To be done –
Copy verbatim the passage of the message about handling record buffer allocation failures, starting at "I've examined the" and ending at "that uses it.".
## start Selection
At Tue, 01 Aug 2023 15:28:54 +0900 (JST), Kyotaro Horiguchi 
<horikyota....@gmail.com> wrote in 
> I thoght that the failure on a stanby results in continuing to retry
> reading the next record. However, I found that there's a case where
> start process stops in response to OOM [1].

I've examined the calls to
MemoryContextAllocExtended(..,MCXT_ALLOC_NO_OOM). In server recovery
path, XLogDecodeNextRecord is the only function that uses it.

So, there doesn't seem to be a problem here. I proceeded to test the
idea of only varifying headers after an allocation failure, and I've
attached a PoC.

- allocate_recordbuf() ensures a minimum of SizeOfXLogRecord bytes
  when it reutnrs false, indicating an allocation failure.

- If allocate_recordbuf() returns false, XLogDecodeNextRecord()
  continues to read pages and perform header checks until the
  total_len reached, but not copying data (except for the logical
  record header, when the first page didn't store the entire header).

- If all relevant WAL pages are consistent, ReadRecord concludes with
  an 'out of memory' ERROR, which then escalates to FATAL.

I believe this approach is sufficient to determine whether the error
is OOM or not. If total_len is currupted and has an excessively large
value, it's highly unlikely that all subsequent pages for that length
will be consistent.

Do you have any thoughts on this?

regards.

-- 
Kyotaro Horiguchi
NTT Open Source Software Center
diff --git a/src/backend/access/transam/xlogreader.c 
b/src/backend/access/transam/xlogreader.c
index c9f9f6e98f..a6c57d50bf 100644
--- a/src/backend/access/transam/xlogreader.c
+++ b/src/backend/access/transam/xlogreader.c
@@ -150,6 +150,7 @@ XLogReaderAllocate(int wal_segment_size, const char *waldir,
                return NULL;
        }
        state->errormsg_buf[0] = '\0';
+       state->errormsg_fatal =false;
 
        /*
         * Allocate an initial readRecordBuf of minimal size, which can later be
@@ -196,6 +197,7 @@ XLogReaderFree(XLogReaderState *state)
 static bool
 allocate_recordbuf(XLogReaderState *state, uint32 reclength)
## end Selection
## start Data records
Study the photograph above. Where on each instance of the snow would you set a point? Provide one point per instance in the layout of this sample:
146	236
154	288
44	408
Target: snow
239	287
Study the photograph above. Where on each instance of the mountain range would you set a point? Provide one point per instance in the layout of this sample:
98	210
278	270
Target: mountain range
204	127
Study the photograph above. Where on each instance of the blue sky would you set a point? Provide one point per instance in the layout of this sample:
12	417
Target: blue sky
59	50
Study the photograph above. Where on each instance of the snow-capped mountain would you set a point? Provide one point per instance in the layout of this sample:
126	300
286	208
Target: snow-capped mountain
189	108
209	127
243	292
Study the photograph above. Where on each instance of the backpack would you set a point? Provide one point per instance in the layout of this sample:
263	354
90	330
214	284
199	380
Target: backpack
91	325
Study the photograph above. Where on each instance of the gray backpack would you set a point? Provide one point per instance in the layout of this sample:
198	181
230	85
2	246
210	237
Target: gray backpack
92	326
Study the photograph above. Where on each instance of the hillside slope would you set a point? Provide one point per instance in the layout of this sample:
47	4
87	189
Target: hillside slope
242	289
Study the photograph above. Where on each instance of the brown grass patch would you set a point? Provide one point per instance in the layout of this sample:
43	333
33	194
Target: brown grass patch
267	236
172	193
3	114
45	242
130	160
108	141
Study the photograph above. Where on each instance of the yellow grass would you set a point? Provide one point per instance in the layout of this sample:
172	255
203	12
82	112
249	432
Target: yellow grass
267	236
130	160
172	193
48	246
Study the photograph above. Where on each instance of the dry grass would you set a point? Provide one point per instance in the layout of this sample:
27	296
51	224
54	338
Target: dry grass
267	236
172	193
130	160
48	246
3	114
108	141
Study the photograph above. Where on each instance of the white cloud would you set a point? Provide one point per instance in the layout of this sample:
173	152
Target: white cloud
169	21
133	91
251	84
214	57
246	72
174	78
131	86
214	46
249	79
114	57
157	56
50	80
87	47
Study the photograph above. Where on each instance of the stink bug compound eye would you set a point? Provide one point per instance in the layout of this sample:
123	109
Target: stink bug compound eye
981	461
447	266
## end Data records
## start Data records
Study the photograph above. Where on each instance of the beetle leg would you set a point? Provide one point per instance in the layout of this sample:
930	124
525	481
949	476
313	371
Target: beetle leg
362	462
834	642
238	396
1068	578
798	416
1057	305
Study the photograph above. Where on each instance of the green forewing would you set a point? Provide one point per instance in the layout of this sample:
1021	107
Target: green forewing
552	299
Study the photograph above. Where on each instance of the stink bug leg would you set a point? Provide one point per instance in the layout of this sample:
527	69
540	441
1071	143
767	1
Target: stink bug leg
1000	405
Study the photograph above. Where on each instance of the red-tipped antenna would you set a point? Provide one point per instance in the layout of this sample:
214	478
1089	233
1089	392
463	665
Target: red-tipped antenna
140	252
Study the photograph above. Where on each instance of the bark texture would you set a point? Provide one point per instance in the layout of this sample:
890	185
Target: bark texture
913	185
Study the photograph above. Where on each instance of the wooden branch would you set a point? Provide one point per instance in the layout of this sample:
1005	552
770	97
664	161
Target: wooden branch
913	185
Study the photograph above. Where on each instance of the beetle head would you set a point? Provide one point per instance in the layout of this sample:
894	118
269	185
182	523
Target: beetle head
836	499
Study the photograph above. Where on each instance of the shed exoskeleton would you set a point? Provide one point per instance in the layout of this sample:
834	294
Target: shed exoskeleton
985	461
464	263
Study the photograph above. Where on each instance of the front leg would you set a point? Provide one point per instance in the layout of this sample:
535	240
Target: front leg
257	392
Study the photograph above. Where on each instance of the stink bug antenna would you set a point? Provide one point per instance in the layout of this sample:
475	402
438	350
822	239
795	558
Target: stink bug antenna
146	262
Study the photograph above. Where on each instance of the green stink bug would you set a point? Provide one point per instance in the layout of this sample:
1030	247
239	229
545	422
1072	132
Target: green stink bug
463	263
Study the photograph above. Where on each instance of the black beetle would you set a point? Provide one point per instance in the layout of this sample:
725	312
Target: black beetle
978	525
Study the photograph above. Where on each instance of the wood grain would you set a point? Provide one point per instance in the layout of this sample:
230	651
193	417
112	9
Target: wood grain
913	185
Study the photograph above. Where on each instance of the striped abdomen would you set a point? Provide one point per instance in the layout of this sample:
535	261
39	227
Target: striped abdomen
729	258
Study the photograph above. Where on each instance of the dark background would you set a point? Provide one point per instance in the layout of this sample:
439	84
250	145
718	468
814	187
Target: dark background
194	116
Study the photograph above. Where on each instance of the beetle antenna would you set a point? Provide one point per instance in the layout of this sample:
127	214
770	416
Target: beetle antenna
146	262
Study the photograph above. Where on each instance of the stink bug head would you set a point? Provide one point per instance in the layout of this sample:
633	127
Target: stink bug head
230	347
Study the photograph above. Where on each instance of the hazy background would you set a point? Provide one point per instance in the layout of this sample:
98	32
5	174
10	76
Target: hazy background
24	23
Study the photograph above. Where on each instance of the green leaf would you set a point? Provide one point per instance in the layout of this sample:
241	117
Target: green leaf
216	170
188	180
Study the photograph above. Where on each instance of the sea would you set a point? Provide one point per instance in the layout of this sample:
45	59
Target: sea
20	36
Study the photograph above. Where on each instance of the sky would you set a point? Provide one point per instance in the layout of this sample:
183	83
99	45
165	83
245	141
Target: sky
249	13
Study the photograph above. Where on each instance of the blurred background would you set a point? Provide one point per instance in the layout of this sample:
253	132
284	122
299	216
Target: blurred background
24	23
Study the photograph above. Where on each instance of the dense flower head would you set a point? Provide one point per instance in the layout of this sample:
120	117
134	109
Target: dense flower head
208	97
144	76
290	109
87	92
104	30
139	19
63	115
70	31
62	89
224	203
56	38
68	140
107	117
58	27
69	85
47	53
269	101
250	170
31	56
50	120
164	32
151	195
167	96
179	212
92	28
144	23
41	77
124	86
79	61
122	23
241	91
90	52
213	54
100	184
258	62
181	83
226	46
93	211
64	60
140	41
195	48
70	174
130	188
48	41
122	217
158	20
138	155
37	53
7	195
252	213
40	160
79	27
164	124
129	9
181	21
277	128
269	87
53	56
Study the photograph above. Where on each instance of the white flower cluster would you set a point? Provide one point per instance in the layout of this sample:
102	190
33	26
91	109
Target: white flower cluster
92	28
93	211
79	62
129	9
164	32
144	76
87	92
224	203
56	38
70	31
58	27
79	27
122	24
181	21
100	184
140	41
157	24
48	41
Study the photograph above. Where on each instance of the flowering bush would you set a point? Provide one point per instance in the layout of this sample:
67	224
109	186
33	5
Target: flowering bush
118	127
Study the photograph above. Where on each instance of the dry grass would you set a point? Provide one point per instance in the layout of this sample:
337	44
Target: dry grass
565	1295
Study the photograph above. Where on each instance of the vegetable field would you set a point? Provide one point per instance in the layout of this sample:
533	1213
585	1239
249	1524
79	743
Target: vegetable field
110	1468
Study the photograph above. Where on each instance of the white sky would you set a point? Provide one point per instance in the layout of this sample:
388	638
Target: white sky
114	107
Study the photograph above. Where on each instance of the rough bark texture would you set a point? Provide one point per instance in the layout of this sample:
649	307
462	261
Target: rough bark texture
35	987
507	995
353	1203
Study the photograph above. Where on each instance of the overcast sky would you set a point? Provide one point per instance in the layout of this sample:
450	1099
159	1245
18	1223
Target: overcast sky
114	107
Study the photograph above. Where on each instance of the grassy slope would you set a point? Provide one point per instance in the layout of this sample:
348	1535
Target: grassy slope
## end Data records
Written reply –
I've examined the calls to
MemoryContextAllocExtended(..,MCXT_ALLOC_NO_OOM). In server recovery
path, XLogDecodeNextRecord is the only function that uses it.